**Stored items:**
========================================
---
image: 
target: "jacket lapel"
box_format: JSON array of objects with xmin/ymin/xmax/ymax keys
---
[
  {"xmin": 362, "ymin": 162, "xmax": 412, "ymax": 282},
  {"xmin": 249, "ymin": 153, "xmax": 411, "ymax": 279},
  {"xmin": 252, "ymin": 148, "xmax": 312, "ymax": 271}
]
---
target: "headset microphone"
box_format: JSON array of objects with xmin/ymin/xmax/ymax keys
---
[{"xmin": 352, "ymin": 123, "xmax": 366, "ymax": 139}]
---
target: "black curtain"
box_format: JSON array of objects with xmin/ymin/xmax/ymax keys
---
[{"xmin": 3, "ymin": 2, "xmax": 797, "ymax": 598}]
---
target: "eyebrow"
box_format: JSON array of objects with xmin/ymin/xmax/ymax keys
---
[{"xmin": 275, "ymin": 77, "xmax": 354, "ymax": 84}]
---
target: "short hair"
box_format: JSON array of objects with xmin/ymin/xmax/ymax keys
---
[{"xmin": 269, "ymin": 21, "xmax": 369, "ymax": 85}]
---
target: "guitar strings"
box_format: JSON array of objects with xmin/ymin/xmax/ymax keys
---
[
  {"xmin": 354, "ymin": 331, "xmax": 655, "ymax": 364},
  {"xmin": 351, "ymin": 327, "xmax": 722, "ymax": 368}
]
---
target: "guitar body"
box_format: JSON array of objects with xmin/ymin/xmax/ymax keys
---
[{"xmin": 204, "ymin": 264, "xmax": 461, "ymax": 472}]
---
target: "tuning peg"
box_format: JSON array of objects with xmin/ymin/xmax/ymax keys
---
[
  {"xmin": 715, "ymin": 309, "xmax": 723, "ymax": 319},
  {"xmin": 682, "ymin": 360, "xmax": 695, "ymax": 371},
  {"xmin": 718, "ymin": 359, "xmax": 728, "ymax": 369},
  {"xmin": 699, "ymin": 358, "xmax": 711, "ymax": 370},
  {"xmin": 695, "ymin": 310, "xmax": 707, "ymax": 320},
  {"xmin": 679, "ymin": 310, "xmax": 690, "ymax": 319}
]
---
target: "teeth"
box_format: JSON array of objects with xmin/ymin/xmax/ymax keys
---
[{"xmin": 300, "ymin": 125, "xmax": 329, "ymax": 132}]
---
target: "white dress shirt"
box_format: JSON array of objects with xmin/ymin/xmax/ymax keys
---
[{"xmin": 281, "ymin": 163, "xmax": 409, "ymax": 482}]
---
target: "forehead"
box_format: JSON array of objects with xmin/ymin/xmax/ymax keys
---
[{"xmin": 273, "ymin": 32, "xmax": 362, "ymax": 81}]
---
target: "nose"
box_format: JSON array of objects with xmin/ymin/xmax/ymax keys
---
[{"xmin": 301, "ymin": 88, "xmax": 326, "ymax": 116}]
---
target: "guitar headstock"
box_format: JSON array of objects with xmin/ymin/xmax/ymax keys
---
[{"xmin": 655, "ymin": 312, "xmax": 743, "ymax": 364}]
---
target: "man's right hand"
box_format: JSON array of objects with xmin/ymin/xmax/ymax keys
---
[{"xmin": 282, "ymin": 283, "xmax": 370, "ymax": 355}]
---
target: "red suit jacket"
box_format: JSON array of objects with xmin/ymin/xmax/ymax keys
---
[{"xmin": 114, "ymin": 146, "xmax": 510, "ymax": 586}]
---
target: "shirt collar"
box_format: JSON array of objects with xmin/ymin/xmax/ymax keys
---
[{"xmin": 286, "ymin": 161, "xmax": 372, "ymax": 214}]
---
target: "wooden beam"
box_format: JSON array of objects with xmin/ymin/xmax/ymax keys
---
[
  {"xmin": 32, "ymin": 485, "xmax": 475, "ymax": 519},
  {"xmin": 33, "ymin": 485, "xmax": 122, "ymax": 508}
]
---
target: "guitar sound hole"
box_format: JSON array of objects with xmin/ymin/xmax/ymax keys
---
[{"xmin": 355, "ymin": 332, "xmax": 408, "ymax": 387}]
========================================
**What is required:** Pull every line containing "jacket" out of the entries.

**Response below:**
target: "jacket lapel"
target: "red suit jacket"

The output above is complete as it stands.